— Dataset content —
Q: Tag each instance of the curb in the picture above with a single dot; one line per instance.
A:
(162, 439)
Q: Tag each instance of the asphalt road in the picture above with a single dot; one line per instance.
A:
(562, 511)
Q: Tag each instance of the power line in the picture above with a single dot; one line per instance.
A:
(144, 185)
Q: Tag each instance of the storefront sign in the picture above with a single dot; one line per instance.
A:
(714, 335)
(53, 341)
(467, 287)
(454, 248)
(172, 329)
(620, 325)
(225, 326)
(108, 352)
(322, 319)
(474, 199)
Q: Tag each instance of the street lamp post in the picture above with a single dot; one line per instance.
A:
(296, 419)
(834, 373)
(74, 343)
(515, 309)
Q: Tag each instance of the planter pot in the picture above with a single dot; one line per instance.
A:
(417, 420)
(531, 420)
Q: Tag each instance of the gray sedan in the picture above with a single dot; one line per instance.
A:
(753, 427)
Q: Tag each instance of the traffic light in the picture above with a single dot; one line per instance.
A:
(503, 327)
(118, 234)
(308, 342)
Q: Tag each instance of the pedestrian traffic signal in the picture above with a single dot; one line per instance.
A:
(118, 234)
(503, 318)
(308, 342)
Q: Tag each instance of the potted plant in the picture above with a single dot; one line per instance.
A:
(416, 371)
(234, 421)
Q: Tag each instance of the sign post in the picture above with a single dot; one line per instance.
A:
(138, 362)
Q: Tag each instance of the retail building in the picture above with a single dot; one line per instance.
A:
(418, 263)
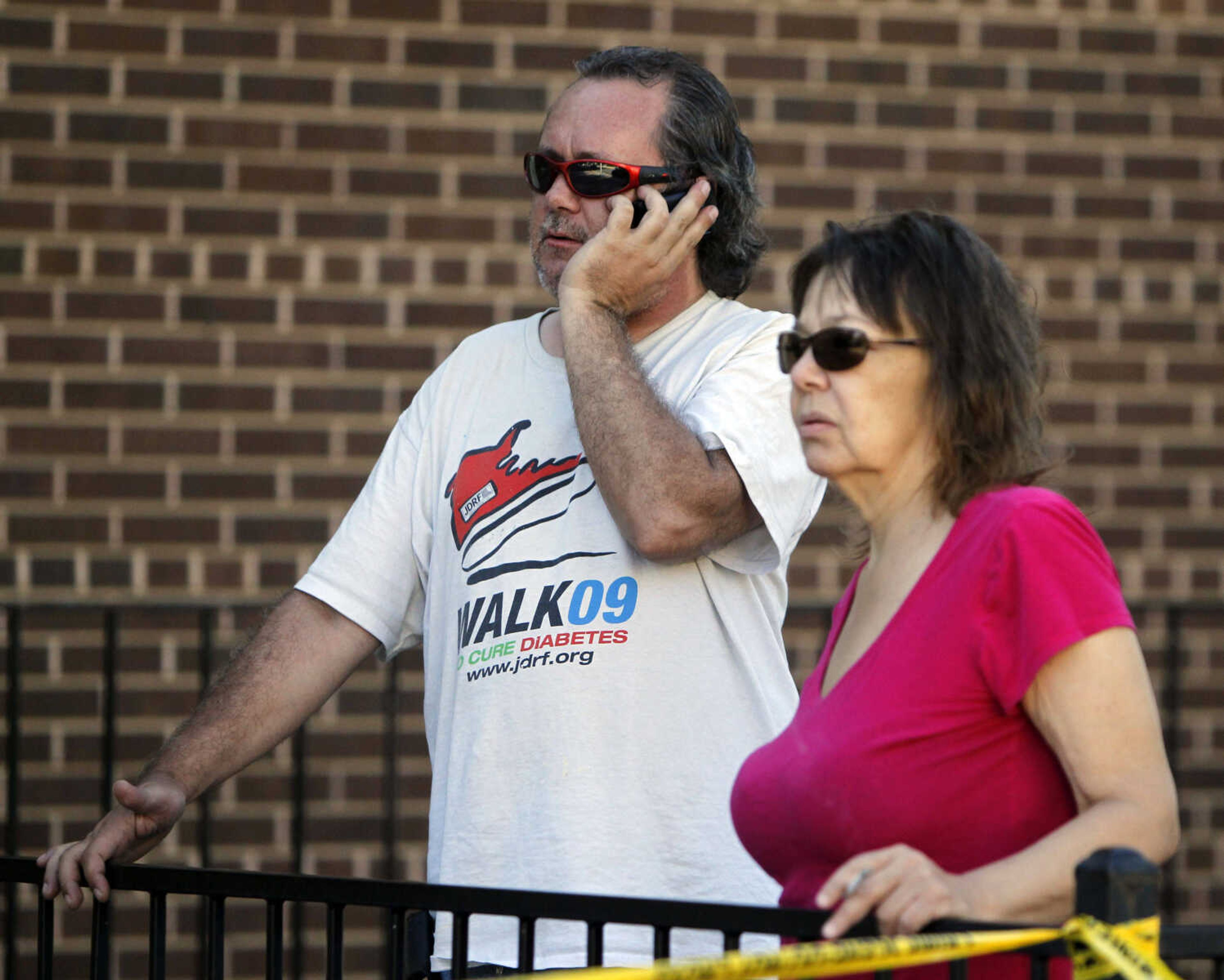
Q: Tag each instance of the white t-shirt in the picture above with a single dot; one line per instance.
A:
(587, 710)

— Aim —
Rescale the items from the line that contains "Q: Tag each instance of the potted" through the end of the items: write every line again, requests included, with each point coordinate in the answers multiplied by 2.2 and rounded to a whole number, halves rounding up. Leave the picture out of your answer.

— Answer to this exercise —
Q: Tag each instance of the potted plant in the picture above with a single dot; one line per instance.
A:
(915, 816)
(515, 926)
Q: Tag each instance of the sign post in the picture above with a single dot; one line per instance.
A:
(304, 796)
Q: Tag each instance of the retail building in the picture above with a single dot; one line per instance.
A:
(920, 579)
Q: Tag each instance of the white t-shirt in the picture above with a single dot; one line per instance.
A:
(1291, 1562)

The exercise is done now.